Belge:
27 Mayıs 2014 Salı

Faredir Fare..

           Bulunduğum ilçe İstanbul'un diğer semtlerine göre daha dengesiz. Bir sabah kalkıyorsun hava günlük güneşlik. Bir sabah bakıyorsun hava kapalı fırtına kopuyor dışarıda. Üstelik bu mevsimde..
  " Yok arkadaş buraya yaz uğramıyor.." diye söylenmeye başladı bile annem :) Taşınalı 2 ay oldu. Burada ilk yazımız olacak. Aslında diğer semtte göre burası cennet sayılır. Ne bir insan kalabalığı ne bir insan pisliği (küfür, hır , gür ) var. Tam çocuk yetiştirilebilecek bir ortam. Toprakla da haşır  neşir oluyor tabi burda cadım. Velhasıl bu havaların dengesizliği en çok beni etkiliyor sanırım. Zira pek kimse etkilenmiş gözükmüyor.

         Bizde hep bu havaların dengesizliğinin ceremesini çekiyoruz dedim Adam'a. Hep onun yüzünden hırçınlaşıp sana sarıyorum.. Ama yutmadı :) . Özlemek hırçınlaştırıyor beni. Adam da farkında o yüzden ses edemiyor çirkefleşmeme :)

Girdi Satırları:
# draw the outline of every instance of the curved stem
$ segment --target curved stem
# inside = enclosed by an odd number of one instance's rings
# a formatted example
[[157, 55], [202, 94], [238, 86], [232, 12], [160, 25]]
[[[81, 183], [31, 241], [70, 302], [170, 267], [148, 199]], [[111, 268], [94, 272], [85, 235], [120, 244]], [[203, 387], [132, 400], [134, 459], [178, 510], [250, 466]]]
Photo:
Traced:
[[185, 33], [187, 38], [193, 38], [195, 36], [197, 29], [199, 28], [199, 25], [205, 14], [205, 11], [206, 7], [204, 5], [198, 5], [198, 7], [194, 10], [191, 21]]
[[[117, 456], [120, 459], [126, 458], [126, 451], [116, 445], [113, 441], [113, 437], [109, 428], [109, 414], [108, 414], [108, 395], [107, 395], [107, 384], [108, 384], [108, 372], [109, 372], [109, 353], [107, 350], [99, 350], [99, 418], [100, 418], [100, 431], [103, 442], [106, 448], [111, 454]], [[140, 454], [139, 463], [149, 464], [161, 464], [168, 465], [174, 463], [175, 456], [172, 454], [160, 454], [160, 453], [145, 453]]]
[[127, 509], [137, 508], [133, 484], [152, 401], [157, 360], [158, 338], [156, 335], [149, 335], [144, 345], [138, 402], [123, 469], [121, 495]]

Görev Seti:
A – Belgeye göre yeni yere taşınılalı ne kadar süre geçmiştir?
B – Listede "instance" dizesini içeren her satırı sıralayın; büyük-küçük harf ayrımı dikkate alınır.
Belge ile liste birbirinden bağımsız kaynaklardan alınmıştır.

Görev Bazında Yanıtlar:
A – 2 ay geçmiştir.

B –
# draw the outline of every instance of the curved stem
# inside = enclosed by an odd number of one instance's rings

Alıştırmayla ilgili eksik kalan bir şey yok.